Written request:
Rewrite the listing below, replacing "one marker per instance" with "one point per object" wherever it occurs and leaving every other line unchanged.
-=-=-=-=-
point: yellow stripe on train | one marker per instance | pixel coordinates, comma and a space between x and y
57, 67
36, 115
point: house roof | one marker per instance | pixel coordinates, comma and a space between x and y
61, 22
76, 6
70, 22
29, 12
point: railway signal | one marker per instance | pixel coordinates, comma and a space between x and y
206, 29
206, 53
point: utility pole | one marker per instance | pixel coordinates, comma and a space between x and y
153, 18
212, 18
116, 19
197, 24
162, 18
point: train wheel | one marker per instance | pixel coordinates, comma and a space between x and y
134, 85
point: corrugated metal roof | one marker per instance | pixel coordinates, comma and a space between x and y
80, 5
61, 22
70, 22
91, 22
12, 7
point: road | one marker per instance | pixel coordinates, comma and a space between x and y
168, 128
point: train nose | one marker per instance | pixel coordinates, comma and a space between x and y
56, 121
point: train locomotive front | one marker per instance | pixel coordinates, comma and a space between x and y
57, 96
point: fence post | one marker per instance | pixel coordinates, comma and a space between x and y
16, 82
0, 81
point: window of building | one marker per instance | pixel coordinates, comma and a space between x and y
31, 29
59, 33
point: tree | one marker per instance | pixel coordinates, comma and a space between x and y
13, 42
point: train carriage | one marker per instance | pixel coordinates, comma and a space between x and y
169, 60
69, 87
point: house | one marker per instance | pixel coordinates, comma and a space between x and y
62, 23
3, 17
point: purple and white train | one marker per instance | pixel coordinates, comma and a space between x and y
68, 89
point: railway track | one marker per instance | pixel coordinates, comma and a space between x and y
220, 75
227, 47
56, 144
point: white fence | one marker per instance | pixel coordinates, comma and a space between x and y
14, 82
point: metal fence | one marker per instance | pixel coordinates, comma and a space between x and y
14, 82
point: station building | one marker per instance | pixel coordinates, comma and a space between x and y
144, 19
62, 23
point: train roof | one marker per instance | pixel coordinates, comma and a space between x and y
-=-=-=-=-
Exercise solution:
point: yellow stripe on train | one point per object | pixel coordinates, comma and a space between x and y
57, 67
36, 115
point: house roof | one point per object | pixel coordinates, comma and a space between x and y
61, 22
76, 6
70, 22
29, 12
point: railway signal | one point per object | pixel coordinates, comma and a space between x and y
206, 29
206, 53
point: utility pole | one point per object | pixel coordinates, comma and a space between x and y
153, 18
212, 18
116, 19
197, 24
162, 18
point: train wheel | one point per object | pixel coordinates, comma and a space between x and y
134, 85
point: corrugated metal roof | one point per object | pixel coordinates, comma and a space between x and y
80, 5
61, 22
70, 22
91, 22
12, 7
point: road | one point per object | pixel coordinates, comma and a space between x and y
168, 128
point: train nose | one point per object | pixel coordinates, comma and a space between x and y
56, 121
point: train locomotive front | one point per object | pixel coordinates, comma and a space between x and y
57, 96
point: fence post | one point per object | pixel coordinates, comma and a space between x and y
16, 82
0, 81
point: window of building | one point per object | pixel coordinates, comma and a space between x and y
31, 29
59, 33
point: tree | one point per object | pixel coordinates, comma and a space between x and y
13, 42
point: train carriage | one point per object | pixel coordinates, comma and a space between x and y
169, 60
69, 87
point: house | one point per object | pixel coordinates, comma and a space between x and y
62, 23
3, 17
point: purple and white train | one point per object | pixel coordinates, comma and a space between x and y
68, 89
point: railway track | one point per object | pixel coordinates, comma and a space between x and y
220, 75
227, 47
56, 144
point: white fence | one point per object | pixel coordinates, comma and a space between x and y
14, 82
point: metal fence | one point per object | pixel coordinates, comma and a space between x and y
14, 82
point: station building | one point per object | pixel coordinates, comma and a space between x and y
144, 19
62, 23
point: train roof | one point per object | pixel coordinates, comma and a space between x and y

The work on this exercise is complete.